» YOUR INSTRUCTIONS:
Turn the lines starting at the one that contains "Query: paved square" and ending at the end of the records into a numbered list. Skip any blank lines, and omit the pictures.

--- DATA LISTING ---

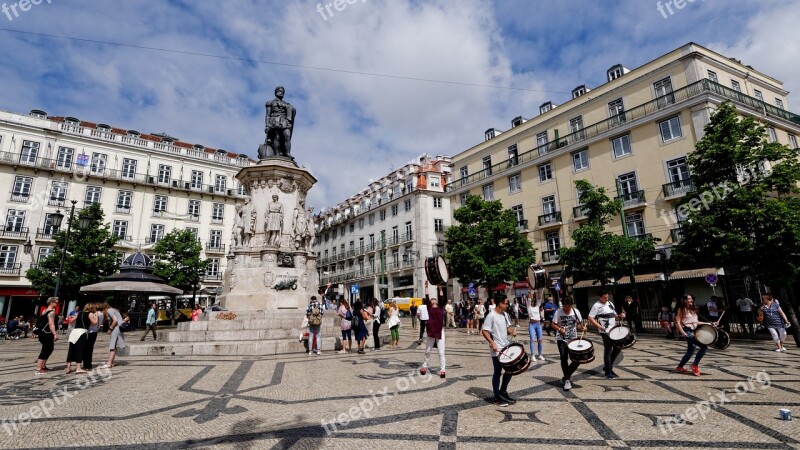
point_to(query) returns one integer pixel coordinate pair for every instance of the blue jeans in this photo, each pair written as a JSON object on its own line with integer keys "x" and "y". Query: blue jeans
{"x": 691, "y": 341}
{"x": 535, "y": 329}
{"x": 497, "y": 388}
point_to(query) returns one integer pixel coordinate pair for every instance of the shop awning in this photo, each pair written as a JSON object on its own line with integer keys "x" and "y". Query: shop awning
{"x": 644, "y": 278}
{"x": 695, "y": 273}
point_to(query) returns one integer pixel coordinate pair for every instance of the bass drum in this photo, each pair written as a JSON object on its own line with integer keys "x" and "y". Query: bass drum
{"x": 436, "y": 270}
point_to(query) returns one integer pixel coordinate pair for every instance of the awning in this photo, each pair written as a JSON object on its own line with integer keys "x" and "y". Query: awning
{"x": 695, "y": 273}
{"x": 644, "y": 278}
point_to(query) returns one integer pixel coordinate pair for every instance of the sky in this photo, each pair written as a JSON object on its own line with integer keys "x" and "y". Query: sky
{"x": 376, "y": 83}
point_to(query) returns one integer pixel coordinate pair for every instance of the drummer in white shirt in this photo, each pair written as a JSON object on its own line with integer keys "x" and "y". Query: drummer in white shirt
{"x": 604, "y": 317}
{"x": 495, "y": 330}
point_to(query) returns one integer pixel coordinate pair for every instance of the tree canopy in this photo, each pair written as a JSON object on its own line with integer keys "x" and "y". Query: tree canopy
{"x": 486, "y": 246}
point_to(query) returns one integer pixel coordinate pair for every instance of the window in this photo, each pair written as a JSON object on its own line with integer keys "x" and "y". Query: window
{"x": 15, "y": 220}
{"x": 164, "y": 173}
{"x": 616, "y": 112}
{"x": 670, "y": 129}
{"x": 64, "y": 157}
{"x": 514, "y": 183}
{"x": 580, "y": 160}
{"x": 93, "y": 194}
{"x": 128, "y": 168}
{"x": 217, "y": 212}
{"x": 621, "y": 146}
{"x": 487, "y": 166}
{"x": 545, "y": 172}
{"x": 634, "y": 224}
{"x": 22, "y": 189}
{"x": 194, "y": 209}
{"x": 160, "y": 203}
{"x": 773, "y": 137}
{"x": 8, "y": 256}
{"x": 99, "y": 162}
{"x": 197, "y": 179}
{"x": 513, "y": 156}
{"x": 156, "y": 232}
{"x": 220, "y": 183}
{"x": 663, "y": 92}
{"x": 120, "y": 229}
{"x": 488, "y": 192}
{"x": 29, "y": 152}
{"x": 548, "y": 204}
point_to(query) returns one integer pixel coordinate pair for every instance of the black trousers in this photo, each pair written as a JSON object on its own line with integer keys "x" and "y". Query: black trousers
{"x": 375, "y": 327}
{"x": 567, "y": 367}
{"x": 610, "y": 353}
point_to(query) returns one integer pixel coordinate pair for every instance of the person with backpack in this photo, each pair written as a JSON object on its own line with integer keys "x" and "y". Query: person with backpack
{"x": 346, "y": 324}
{"x": 46, "y": 331}
{"x": 314, "y": 316}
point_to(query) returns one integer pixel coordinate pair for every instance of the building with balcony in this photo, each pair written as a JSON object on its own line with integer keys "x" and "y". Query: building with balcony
{"x": 379, "y": 238}
{"x": 630, "y": 135}
{"x": 147, "y": 185}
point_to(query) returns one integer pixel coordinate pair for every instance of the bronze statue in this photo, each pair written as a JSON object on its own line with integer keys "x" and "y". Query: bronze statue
{"x": 279, "y": 127}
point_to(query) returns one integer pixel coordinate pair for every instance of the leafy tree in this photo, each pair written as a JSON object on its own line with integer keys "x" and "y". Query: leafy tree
{"x": 90, "y": 256}
{"x": 744, "y": 211}
{"x": 486, "y": 246}
{"x": 178, "y": 260}
{"x": 597, "y": 253}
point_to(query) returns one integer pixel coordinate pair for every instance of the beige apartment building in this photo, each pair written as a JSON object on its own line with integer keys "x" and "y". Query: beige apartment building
{"x": 147, "y": 185}
{"x": 629, "y": 135}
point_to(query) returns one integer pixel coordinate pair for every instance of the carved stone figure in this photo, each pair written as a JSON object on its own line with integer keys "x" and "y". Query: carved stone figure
{"x": 279, "y": 126}
{"x": 273, "y": 225}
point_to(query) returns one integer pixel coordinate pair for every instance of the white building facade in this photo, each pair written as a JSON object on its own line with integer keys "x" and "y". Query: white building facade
{"x": 378, "y": 239}
{"x": 147, "y": 185}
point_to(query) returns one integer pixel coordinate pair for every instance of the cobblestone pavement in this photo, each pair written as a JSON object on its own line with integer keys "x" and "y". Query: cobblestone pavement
{"x": 379, "y": 400}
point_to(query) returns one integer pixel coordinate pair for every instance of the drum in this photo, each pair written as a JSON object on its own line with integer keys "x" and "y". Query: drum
{"x": 514, "y": 359}
{"x": 580, "y": 351}
{"x": 621, "y": 336}
{"x": 436, "y": 270}
{"x": 705, "y": 334}
{"x": 723, "y": 340}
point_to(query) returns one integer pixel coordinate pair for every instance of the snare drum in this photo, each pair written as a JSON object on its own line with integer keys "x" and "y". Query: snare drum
{"x": 436, "y": 270}
{"x": 705, "y": 334}
{"x": 514, "y": 359}
{"x": 621, "y": 336}
{"x": 580, "y": 351}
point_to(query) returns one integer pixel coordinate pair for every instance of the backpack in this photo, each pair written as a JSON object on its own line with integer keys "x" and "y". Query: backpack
{"x": 316, "y": 316}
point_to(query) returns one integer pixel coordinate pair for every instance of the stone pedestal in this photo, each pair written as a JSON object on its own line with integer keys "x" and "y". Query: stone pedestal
{"x": 271, "y": 265}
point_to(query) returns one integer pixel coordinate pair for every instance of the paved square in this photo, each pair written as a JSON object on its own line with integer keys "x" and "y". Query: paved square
{"x": 379, "y": 400}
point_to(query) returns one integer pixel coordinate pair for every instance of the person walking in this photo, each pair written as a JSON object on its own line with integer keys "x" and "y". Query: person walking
{"x": 775, "y": 320}
{"x": 150, "y": 323}
{"x": 495, "y": 330}
{"x": 47, "y": 335}
{"x": 686, "y": 323}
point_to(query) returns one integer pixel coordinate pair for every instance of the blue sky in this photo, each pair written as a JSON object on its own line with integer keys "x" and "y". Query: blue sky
{"x": 352, "y": 128}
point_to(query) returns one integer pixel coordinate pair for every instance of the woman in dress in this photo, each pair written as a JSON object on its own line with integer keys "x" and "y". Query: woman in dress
{"x": 775, "y": 320}
{"x": 394, "y": 323}
{"x": 79, "y": 336}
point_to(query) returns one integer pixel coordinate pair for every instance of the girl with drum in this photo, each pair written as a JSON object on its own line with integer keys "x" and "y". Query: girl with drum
{"x": 566, "y": 322}
{"x": 686, "y": 322}
{"x": 775, "y": 320}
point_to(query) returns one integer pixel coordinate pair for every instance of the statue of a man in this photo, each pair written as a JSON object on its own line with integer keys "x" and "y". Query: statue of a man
{"x": 279, "y": 127}
{"x": 273, "y": 225}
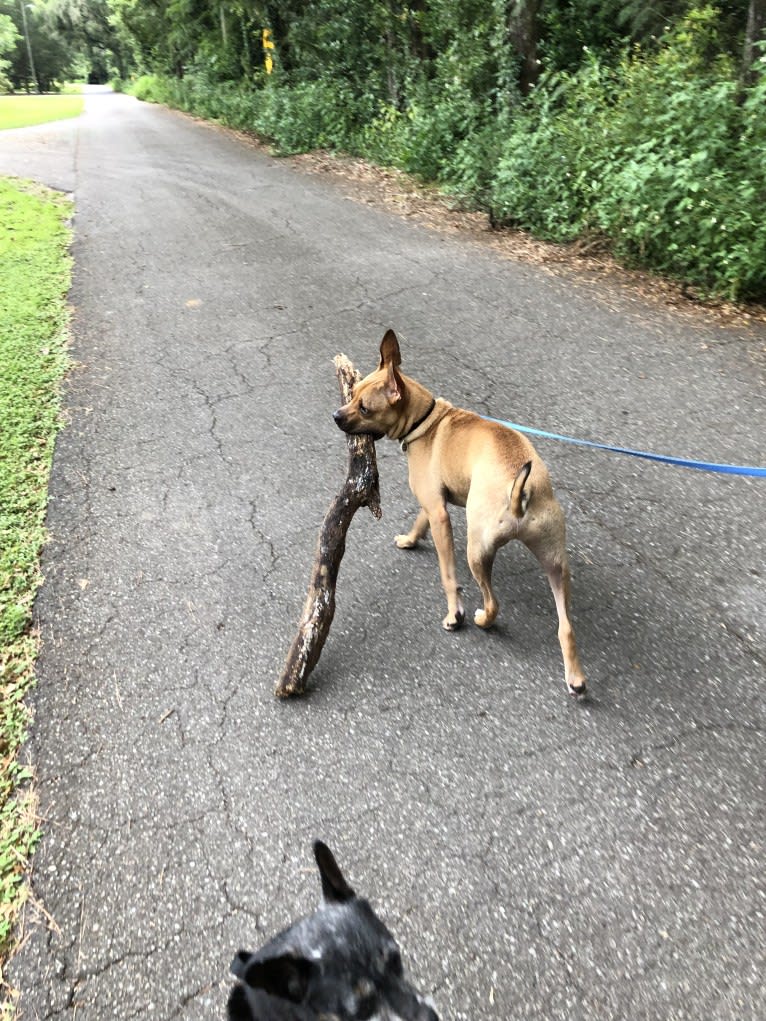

---

» OUTPUT:
1. point_to(query) returns one integer pixel coordinate pair for every instance of the paved square in this photo, each pair written as a JSON object on its own line with integer keys "x" and "y". Query: paved square
2. {"x": 379, "y": 400}
3. point_to(query) returns one integer pixel coordinate pair for every instance of the person walking in this photo, each pair written as a JSON object on its own line with integer keys "x" and "y". Query: person walking
4. {"x": 775, "y": 320}
5. {"x": 150, "y": 323}
6. {"x": 495, "y": 330}
7. {"x": 47, "y": 335}
8. {"x": 686, "y": 323}
9. point_to(query) returns one integer pixel coordinate pair for every instance of the blue sky in this photo, each pair written as a JSON object on its own line with integer keys "x" and "y". Query: blue sky
10. {"x": 352, "y": 128}
11. point_to(query) returns one integer pixel coordinate pair for every instance of the woman in dress in this photo, each pair written as a JSON object on its own line with integer keys "x" and "y". Query: woman in dress
12. {"x": 775, "y": 320}
13. {"x": 394, "y": 323}
14. {"x": 79, "y": 336}
15. point_to(query) returns one integer pixel coordinate pair for every instance of the girl with drum in this photo, each pair written as a JSON object on its own line with integer keys "x" and "y". Query: girl with drum
16. {"x": 566, "y": 322}
17. {"x": 686, "y": 322}
18. {"x": 775, "y": 320}
19. point_to(query) returns one integer pixel coordinate pair for every instance of the statue of a man in this photo, each pair written as a JSON object on its own line with integer keys "x" and "y". Query: statue of a man
20. {"x": 279, "y": 127}
21. {"x": 273, "y": 225}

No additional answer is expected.